Text extract:
# 160 dB @ 34 Hz !!!



## sundownz (Apr 13, 2007)

12x Nightshade 18s
6x SAZ-3500Ds
Only 8x Powermaster D1000 batteries for now (more coming)

Full build log :

Lots Of 18s - The Forum

The 159.8 run was caught on video :

YouTube - Twelve Sundown Audio 18"s

(Was actually 34 Hz and not 35 Hz)

Ran it again with a little more volume :


----------



## thehatedguy (May 4, 2007)

Damn


----------



## Electrodynamic (Nov 27, 2007)

Sweet!!!


----------



## sundownz (Apr 13, 2007)

I can see this vehicle reaching 164-165 at this frequency.

18.5v system dropped to 12.8v during the burp... losing a few thousand watts per amp vs. holding 18.5 volt. I can see a gain of ~2 dB from more batteries and alternators alone as the subs are nowhere near power compression.

Doors have not one ounce of dampener yet... they are getting steel plating and dampener.

Door seals are blowing out of place (seriously)... with some sort of door clamp mechanism it could hold in more pressure.

As far as I am aware that would be a first in car audio... at least I've never seen anything at that level at this frequency!


----------



## sundownz (Apr 13, 2007)

Some more photos :


----------



## Oliver (Jun 25, 2007)

*WOW Jacob !!*

That is suweeet


----------



## basshead (Sep 12, 2008)

Geezz, it's like TNT on demand.

PETA don't read....

You should try with a fish in an aquarium to see if it survive the SHOCKWAVE!


----------



## hempy (Oct 3, 2007)

Beautiful. I absolutely love the angle iron frame, it's nice to see something other than 2x4s.

Those subs must've been hell to install.


----------



## B_Rich (Mar 29, 2009)

Holy Crap!


----------



## sundownz (Apr 13, 2007)

Recorded information:

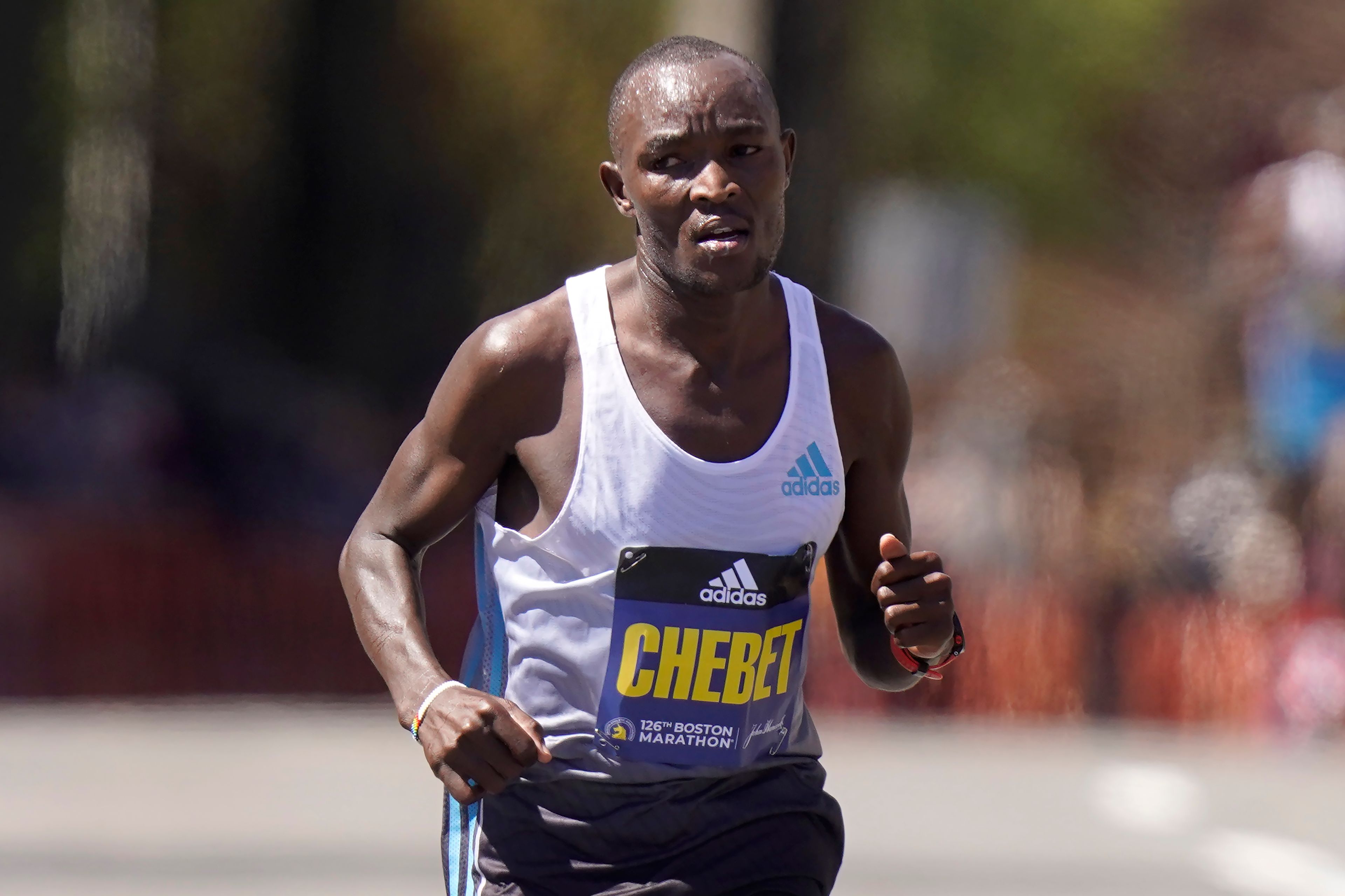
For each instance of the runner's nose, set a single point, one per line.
(713, 185)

Instruction 1: How would you render the sentence "I can see this vehicle reaching 164-165 at this frequency." from the car audio forum thread in Spanish?
Instruction 2: Could you carry on the forum thread about the 160 dB car audio run from the point where it stops?

Written reply 1: Veo a este vehículo llegando a 164-165 a esta frecuencia.

Written reply 2:
New video playing music - sealed up hair trick :

YouTube - Team Sundown Explorer - 12x Nightshade 18s


----------



## sundownz (Apr 13, 2007)

Our new FedEx rep in the Explorer :

YouTube - Team Sundown Explorer - 12x Nightshade 18s - FedEx Rep


----------



## 60ndown (Feb 8, 2007)

sundownz said:


> Our new FedEx rep in the Explorer :
> 
> YouTube - Team Sundown Explorer - 12x Nightshade 18s - FedEx Rep


weak, 

cant even make an old man nervous, 

he was like "turn that schit up" didnt miss a chew.:laugh:


----------



## 60ndown (Feb 8, 2007)

sundownz said:


> New video playing music - sealed up hair trick :
> 
> YouTube - Team Sundown Explorer - 12x Nightshade 18s


i dunno who the young guy is in the drivers seat, but i dont see any ear protection on him?

garenteed ear problems when he gets older.

fun now, regret later.


----------



## sundownz (Apr 13, 2007)

That is Brandon - he works here. I've warned him but he will not wear ear plugs.


----------



## 60ndown (Feb 8, 2007)

sundownz said:


> That is Brandon - he works here. I've warned him but he will not wear ear plugs.


if he works for you, and he gets injured = lawsuit/workers comp.

id tell him if ever see him doing it again hes gone.


----------



## couchflambeau (Apr 18, 2006)

+1 

160 dB at 34Hz w/o ears es estupido, yes?


----------



## ALL4SPL (Sep 30, 2009)

Looks very nice and LOW!


----------



## Team Nemesis-DJ (Jan 29, 2009)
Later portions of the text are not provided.